═══ DATASET ═══

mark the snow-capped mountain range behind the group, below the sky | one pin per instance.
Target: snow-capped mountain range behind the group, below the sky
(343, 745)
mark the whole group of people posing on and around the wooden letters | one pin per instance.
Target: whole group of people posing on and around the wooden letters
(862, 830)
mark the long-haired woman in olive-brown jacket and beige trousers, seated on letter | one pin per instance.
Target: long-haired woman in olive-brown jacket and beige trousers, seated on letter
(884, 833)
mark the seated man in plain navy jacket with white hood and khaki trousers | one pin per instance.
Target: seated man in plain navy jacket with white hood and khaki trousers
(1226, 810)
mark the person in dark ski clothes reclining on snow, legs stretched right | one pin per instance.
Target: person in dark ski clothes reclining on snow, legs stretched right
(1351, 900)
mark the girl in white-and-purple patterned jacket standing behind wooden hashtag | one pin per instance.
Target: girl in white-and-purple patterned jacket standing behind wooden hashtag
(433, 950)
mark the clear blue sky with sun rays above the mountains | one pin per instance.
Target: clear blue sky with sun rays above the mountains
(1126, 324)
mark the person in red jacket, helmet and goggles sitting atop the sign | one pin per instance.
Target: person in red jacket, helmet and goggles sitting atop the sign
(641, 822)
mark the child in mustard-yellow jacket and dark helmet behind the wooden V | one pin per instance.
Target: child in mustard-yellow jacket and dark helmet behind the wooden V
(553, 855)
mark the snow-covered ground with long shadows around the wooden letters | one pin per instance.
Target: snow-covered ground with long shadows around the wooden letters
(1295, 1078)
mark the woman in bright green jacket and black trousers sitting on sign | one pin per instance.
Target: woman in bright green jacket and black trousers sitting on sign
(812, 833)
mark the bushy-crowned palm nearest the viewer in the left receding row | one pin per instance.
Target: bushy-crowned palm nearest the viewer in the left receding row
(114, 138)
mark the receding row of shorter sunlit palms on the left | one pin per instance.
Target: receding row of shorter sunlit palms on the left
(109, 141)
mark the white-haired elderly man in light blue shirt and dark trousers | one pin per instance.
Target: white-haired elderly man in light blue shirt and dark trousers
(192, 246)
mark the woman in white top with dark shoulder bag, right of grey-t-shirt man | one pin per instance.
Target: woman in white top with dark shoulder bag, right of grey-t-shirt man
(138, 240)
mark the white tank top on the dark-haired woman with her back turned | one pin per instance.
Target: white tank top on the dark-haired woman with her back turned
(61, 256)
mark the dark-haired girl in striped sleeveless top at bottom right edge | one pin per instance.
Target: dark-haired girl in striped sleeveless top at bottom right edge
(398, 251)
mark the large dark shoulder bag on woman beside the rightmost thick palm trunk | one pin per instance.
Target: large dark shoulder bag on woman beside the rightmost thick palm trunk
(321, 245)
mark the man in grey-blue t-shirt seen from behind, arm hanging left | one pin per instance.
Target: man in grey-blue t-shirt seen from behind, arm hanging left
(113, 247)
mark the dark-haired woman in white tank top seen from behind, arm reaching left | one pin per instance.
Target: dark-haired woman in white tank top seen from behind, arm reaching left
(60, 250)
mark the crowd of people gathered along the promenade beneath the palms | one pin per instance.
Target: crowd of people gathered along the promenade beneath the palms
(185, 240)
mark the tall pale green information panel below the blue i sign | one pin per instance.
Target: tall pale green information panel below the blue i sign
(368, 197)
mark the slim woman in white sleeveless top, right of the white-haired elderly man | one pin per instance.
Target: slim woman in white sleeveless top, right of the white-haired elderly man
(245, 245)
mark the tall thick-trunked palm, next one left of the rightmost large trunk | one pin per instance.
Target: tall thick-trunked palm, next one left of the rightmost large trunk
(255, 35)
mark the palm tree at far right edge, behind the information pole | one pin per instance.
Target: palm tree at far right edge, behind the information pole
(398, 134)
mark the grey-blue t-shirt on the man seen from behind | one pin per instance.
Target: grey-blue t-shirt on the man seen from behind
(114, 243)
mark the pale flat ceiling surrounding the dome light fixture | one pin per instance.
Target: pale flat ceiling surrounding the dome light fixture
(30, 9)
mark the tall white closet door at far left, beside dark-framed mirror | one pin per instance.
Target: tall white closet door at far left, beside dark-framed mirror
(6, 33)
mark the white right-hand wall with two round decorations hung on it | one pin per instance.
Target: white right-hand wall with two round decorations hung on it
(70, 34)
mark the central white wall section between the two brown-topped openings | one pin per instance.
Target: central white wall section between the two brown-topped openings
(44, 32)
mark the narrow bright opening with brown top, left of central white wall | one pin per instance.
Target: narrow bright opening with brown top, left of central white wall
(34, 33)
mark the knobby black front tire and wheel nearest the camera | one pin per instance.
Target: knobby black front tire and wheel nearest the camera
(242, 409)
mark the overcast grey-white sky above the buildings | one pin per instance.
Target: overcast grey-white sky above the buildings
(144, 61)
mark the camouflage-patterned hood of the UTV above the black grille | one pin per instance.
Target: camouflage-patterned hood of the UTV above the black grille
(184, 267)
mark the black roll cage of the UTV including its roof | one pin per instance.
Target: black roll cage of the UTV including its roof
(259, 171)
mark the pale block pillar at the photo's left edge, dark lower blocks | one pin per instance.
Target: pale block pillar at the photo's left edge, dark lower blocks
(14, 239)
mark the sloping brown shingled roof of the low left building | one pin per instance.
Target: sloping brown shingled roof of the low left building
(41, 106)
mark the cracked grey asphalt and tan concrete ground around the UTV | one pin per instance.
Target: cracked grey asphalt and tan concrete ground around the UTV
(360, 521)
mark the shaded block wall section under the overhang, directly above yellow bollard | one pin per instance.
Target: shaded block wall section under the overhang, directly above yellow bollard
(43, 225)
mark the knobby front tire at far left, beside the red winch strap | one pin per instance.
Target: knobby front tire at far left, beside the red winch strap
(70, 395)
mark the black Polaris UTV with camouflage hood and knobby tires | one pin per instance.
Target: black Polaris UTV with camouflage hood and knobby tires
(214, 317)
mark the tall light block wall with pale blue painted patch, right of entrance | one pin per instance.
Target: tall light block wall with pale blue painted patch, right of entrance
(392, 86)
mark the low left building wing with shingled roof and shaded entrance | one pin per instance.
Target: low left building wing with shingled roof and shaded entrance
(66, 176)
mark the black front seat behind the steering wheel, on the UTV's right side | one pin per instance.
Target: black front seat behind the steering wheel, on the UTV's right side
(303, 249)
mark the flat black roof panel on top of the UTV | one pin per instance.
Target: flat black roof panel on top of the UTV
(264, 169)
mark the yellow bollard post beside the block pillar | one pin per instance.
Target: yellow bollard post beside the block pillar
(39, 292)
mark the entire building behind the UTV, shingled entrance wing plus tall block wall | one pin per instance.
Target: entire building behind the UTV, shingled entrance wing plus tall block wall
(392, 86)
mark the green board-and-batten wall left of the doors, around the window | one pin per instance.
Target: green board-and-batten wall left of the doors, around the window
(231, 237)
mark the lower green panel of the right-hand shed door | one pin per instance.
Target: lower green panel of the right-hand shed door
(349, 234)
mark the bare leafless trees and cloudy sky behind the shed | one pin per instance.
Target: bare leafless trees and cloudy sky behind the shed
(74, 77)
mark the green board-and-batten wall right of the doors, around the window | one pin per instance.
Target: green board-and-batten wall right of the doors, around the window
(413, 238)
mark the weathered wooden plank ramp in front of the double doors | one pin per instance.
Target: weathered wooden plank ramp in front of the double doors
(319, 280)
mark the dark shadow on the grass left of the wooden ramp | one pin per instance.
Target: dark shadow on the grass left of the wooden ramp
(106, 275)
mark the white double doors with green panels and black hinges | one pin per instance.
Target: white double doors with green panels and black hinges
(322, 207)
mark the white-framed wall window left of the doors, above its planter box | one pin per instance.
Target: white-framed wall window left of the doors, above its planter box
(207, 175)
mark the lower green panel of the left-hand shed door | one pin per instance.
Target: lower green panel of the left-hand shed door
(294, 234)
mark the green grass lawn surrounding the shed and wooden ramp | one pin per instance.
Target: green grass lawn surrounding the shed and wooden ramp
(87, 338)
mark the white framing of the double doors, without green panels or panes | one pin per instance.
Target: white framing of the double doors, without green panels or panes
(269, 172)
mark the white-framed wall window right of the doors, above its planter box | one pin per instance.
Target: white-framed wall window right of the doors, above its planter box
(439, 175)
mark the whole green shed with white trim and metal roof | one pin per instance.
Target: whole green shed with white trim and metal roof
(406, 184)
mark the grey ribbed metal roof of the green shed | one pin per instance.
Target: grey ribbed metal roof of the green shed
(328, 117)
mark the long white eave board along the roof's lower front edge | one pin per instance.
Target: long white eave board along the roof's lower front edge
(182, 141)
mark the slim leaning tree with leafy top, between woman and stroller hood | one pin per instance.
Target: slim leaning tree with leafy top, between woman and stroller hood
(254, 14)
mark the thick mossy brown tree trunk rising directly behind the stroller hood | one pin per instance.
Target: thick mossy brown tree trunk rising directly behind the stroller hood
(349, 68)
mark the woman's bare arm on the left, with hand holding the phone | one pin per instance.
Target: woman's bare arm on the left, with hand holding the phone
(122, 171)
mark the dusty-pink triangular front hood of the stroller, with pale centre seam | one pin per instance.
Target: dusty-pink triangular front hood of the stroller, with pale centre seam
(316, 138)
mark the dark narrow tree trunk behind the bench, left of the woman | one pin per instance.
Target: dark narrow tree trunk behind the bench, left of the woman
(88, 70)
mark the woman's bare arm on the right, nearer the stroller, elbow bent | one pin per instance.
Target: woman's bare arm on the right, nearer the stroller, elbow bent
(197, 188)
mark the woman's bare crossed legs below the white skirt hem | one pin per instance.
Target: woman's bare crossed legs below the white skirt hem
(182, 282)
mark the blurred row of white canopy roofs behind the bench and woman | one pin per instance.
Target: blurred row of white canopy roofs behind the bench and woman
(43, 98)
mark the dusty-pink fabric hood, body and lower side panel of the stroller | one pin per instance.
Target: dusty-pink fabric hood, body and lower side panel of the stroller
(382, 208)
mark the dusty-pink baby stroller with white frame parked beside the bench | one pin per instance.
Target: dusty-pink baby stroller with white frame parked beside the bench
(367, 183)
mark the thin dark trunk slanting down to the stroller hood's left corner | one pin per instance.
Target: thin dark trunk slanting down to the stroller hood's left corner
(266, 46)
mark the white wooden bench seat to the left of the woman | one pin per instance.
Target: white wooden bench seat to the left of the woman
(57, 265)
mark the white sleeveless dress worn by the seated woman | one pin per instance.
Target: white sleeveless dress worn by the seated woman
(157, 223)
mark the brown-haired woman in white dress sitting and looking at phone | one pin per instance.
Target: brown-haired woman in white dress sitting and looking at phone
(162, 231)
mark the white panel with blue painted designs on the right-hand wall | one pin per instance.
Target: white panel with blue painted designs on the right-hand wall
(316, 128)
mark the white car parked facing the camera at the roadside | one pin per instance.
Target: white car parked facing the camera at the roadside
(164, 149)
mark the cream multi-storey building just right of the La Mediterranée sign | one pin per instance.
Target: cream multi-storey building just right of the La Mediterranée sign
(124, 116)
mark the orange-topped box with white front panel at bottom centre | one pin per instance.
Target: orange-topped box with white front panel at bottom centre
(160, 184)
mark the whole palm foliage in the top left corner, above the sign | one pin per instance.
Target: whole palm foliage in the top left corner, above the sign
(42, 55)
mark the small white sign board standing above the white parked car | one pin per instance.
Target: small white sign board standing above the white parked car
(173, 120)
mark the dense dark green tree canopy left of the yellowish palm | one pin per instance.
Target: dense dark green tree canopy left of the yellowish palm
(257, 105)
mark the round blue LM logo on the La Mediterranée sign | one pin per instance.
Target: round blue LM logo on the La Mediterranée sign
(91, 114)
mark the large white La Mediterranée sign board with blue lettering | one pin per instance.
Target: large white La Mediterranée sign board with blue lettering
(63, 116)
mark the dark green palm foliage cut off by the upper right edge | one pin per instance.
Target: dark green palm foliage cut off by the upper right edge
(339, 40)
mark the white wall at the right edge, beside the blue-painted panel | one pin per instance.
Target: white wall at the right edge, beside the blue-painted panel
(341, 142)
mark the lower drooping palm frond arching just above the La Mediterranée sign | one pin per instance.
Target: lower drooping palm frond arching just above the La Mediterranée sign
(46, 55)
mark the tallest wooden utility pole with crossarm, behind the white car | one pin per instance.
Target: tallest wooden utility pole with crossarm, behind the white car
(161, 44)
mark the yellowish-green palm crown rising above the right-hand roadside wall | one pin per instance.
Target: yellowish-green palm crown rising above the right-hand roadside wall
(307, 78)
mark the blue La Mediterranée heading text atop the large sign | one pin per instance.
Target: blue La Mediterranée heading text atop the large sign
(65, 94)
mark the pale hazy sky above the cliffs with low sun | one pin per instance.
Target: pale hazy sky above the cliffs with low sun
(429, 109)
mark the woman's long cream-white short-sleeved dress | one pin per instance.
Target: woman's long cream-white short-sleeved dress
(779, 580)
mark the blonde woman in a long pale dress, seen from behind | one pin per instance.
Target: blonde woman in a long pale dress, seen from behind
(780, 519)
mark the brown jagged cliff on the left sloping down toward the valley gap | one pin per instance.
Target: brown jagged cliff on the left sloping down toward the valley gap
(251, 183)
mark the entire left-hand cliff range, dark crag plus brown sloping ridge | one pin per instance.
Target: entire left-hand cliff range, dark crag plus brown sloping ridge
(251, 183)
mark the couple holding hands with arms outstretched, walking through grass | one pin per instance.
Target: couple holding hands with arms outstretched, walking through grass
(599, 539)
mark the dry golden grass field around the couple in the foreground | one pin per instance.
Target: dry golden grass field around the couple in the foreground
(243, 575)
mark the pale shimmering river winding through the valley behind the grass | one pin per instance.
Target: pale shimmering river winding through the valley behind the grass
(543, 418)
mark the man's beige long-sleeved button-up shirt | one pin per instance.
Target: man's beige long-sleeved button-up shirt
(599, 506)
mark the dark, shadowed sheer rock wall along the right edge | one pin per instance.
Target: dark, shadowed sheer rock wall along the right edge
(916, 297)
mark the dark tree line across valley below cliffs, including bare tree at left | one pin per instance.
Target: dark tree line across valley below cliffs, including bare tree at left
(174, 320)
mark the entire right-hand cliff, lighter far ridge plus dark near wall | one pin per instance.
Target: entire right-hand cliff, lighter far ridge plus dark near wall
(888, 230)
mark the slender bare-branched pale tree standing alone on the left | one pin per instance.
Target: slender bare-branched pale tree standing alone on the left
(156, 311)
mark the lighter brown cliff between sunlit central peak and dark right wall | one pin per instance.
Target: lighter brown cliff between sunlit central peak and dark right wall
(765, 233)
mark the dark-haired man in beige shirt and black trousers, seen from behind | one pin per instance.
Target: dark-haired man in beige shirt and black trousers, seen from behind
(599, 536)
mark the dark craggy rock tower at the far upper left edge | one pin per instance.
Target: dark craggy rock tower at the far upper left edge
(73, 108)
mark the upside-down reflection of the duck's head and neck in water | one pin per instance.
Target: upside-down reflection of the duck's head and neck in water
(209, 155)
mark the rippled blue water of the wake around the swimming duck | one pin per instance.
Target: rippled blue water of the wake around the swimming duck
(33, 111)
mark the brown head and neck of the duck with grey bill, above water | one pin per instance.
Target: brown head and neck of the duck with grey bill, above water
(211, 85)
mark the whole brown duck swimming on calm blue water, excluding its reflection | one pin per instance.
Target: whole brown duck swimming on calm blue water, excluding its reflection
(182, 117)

═══

== TASK TO CARRY OUT ==
Retype the entries exactly from the first line, stopping after the line with "mark the long-haired".

== FINAL ANSWER ==
mark the snow-capped mountain range behind the group, below the sky | one pin per instance.
Target: snow-capped mountain range behind the group, below the sky
(343, 745)
mark the whole group of people posing on and around the wooden letters | one pin per instance.
Target: whole group of people posing on and around the wooden letters
(862, 830)
mark the long-haired woman in olive-brown jacket and beige trousers, seated on letter | one pin per instance.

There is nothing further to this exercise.